• **出題内容**:
吸着式冷却装置を説明した本文の続きを、最後の文の後から書き継げ。

• **抜粋本文**:

図2は、前述の蒸気圧縮式冷却装置技術の使用の代替手段を構成する、いわゆる吸着式冷却装置の概略図である。吸着式冷却装置は、吸着質の流体分子が固体多孔質吸着材の微細孔に付着する吸着プロセスを活用する。図2は、より具体的には、交互に動作して連続的な吸着サイクル及び脱着サイクルを受ける2つの吸着床を備える、二重床構成タイプの吸着式冷却装置を示している。吸着サイクル中、蒸発器に接触している冷媒プール(吸着質)から蒸気が蒸発し、その過程で蒸発冷却を引き起こす。別個のループで循環する冷却剤(水など)は、蒸発器を通って、例えば空間冷却に使用される冷却された冷却剤として蒸発器から排出される。蒸発器によって生成された蒸気は、吸着効率を高めるために通常は冷却される第1吸着剤床によって吸着される。第1吸着床が吸着を受けている間に、第2吸着床は脱着サイクルを受ける。より具体的には、第2吸着床を加熱して蒸気の脱着を引き起こし、その結果、脱着蒸気が第2吸着床から凝縮器に放出され、凝縮器で、脱着蒸気が凝縮水に凝縮して冷媒プールに戻される。凝縮によって生じた潜熱は、その後の排熱のために凝縮器を循環する流体に伝達される。各吸着床の動作は、交互に行われ、かつ、連続した吸着サイクルと脱着サイクルとの間で循環され、冷却を維持する。
【0011】
吸着冷却は、非常に有望な技術であり、かつ、多くの利点を有し、特に注目すべきは:
-水、エタノール、メタノールなどの環境に優しい冷媒の使用、
-作業の単純さ、
-可動部品及び振動の少なさ、
-低コストのメンテナンス、
-再生可能な熱エネルギー源(例えば、太陽熱エネルギー)、産業プロセスからの質の低い熱及び/又は廃熱の入力によって駆動可能な能力である。

• **記録データ**:
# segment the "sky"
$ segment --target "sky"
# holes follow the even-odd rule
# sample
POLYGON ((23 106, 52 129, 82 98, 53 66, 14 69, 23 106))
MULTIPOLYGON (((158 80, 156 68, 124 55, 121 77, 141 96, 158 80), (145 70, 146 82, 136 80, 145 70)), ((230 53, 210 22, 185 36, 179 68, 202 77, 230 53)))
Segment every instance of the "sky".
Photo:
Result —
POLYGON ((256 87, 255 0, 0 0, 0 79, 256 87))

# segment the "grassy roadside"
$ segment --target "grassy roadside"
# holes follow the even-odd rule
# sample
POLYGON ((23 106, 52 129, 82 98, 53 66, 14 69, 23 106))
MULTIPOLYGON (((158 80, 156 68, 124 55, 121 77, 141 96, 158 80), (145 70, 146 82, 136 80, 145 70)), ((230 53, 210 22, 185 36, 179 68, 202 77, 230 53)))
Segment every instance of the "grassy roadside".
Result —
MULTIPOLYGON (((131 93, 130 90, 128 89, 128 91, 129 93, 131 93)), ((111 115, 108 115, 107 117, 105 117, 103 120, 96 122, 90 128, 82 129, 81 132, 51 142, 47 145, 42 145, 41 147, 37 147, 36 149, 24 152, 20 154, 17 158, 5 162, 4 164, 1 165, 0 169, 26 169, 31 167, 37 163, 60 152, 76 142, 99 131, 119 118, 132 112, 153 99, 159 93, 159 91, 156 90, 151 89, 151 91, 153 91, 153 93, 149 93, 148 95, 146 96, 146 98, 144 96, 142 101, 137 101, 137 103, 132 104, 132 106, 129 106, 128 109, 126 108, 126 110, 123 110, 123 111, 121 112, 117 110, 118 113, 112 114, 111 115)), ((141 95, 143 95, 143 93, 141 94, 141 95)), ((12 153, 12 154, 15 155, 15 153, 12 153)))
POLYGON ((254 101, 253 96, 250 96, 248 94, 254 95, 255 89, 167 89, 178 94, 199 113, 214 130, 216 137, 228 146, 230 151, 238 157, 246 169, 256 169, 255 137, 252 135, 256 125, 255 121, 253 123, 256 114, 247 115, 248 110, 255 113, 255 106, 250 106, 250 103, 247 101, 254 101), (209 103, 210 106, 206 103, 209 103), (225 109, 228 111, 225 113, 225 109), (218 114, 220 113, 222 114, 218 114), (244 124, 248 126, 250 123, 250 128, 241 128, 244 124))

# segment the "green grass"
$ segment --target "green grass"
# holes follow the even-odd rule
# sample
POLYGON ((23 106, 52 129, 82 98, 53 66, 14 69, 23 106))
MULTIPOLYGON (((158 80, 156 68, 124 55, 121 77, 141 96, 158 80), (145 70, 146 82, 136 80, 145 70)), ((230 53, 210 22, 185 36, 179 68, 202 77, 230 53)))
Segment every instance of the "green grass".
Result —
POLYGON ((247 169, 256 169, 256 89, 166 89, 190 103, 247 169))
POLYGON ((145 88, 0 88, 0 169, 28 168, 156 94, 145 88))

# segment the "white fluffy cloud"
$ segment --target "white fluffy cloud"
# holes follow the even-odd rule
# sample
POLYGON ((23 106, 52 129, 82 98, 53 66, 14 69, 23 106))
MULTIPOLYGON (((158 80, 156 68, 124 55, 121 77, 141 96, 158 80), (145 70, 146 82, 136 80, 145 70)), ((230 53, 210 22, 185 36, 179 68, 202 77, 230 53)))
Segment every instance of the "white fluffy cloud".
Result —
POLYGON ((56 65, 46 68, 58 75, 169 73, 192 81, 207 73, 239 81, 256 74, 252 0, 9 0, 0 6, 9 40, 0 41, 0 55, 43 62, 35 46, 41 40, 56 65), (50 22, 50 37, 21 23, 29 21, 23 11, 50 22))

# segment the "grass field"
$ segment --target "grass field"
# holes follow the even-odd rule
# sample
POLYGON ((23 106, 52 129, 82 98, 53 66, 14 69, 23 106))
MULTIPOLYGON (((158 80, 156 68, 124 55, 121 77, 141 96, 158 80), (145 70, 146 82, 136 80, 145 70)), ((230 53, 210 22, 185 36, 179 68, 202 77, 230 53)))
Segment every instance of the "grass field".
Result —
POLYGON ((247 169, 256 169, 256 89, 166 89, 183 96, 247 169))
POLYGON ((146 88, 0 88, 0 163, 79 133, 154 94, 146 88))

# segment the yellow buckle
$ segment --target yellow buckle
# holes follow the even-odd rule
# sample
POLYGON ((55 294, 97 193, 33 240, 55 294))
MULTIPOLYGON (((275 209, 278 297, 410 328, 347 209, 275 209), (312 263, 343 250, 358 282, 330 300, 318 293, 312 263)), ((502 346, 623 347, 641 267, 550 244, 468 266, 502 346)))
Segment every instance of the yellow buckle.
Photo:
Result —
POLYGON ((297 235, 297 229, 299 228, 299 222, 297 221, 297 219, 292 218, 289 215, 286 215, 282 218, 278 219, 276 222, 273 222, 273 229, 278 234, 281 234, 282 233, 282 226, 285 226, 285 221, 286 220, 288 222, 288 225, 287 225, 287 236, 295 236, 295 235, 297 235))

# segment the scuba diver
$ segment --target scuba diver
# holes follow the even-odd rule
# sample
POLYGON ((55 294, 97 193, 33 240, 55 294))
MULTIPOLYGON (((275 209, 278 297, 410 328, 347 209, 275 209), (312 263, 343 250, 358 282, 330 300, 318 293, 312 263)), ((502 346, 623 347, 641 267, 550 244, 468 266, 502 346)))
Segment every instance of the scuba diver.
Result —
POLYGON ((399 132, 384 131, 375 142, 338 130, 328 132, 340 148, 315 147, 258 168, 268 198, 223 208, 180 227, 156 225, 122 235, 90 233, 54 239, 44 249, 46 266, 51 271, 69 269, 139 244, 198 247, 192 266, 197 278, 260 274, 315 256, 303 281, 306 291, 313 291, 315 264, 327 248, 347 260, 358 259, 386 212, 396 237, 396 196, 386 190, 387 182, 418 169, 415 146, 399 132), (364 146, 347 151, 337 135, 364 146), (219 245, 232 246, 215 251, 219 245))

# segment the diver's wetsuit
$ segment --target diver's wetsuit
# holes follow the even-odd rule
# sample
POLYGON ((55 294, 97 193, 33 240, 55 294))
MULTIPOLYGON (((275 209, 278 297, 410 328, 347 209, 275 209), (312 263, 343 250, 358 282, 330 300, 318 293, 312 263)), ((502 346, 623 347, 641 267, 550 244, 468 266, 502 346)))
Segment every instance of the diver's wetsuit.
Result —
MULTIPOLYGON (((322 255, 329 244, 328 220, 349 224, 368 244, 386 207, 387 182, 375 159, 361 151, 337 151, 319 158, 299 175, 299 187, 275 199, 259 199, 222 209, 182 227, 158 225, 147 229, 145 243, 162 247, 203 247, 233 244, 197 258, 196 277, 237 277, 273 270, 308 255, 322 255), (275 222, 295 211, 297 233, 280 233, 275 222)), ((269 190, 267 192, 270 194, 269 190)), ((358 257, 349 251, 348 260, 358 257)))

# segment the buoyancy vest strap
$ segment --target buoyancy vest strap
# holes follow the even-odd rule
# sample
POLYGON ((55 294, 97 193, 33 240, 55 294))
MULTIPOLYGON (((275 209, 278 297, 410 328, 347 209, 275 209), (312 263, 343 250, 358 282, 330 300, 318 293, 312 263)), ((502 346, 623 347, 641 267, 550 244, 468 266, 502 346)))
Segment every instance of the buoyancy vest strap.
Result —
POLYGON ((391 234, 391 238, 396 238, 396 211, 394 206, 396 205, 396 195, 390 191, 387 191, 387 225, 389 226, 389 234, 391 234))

• **解答**:
【0012】
しかしながら、現在利用可能な吸着式冷却装置は、蒸気圧縮式冷却装置ほど効率的ではなく、かつ、比較的低い成績係数(COP)を示している。吸着剤と吸着質との間の熱及び質量移動特性が悪いと、エネルギー効率も低下し、結果として比エネルギー消費量が高くなる。これらの冷却装置では、比冷却力(SCP)が低いという問題もあるので、大量の吸着剤とかさばる吸着剤床/吸着装置を必要とする。したがって、現在の吸着式冷却装置は、動作中に断続的かつ不連続な冷却を実行する必要があるので、重量があり、かつ、サイズも大きい。非効率的な蒸発器設計も吸着式冷却装置の全体的な性能に影響する。
【0013】
実際のところ、現在市販されている吸着式冷却装置は、成績係数(COP)が一般的に0.75未満と低いので、既存の蒸気圧縮システムに置き換わることはできない。このような技術は、1を超えるCOPを可能にする特定のエネルギー消費量の点で画期的な進歩が達成されれば、実行可能で競争力のある代替手段になる可能性がある。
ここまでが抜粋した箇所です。